◆ **Records**
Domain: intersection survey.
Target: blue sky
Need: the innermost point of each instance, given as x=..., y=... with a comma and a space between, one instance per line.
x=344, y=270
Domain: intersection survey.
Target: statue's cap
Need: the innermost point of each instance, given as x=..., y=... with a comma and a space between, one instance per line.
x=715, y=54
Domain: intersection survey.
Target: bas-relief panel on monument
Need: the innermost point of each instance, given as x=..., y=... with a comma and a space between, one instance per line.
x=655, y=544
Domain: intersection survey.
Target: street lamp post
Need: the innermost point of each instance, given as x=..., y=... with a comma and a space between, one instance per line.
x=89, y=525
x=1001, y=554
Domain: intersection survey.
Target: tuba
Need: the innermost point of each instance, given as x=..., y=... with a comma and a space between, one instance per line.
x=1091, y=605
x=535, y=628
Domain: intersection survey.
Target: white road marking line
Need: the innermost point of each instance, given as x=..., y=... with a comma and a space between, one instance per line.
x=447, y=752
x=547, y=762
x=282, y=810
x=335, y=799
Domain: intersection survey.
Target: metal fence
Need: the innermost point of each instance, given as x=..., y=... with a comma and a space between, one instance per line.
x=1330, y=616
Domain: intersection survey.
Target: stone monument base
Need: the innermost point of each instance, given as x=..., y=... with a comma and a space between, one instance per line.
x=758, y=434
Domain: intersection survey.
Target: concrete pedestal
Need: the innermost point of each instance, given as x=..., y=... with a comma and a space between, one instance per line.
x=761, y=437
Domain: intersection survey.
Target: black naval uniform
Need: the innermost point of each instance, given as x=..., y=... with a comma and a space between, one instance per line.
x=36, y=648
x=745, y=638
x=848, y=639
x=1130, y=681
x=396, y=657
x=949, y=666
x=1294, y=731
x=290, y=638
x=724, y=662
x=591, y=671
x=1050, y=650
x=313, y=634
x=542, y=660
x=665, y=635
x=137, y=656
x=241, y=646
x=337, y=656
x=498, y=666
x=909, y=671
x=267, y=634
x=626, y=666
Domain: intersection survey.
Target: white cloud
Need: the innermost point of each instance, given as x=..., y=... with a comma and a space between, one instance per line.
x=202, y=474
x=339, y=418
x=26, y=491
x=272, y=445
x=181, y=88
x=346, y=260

◆ **Problem to solve**
Show every line of the records that contains the string "Target". Case counts.

◆ **Complete response**
Target: blue sky
Target: statue's cap
Target: bas-relief panel on monument
Target: street lamp post
Target: tuba
Target: white road marking line
Target: metal fence
Target: stone monument base
Target: concrete pedestal
Target: black naval uniform
Target: white cloud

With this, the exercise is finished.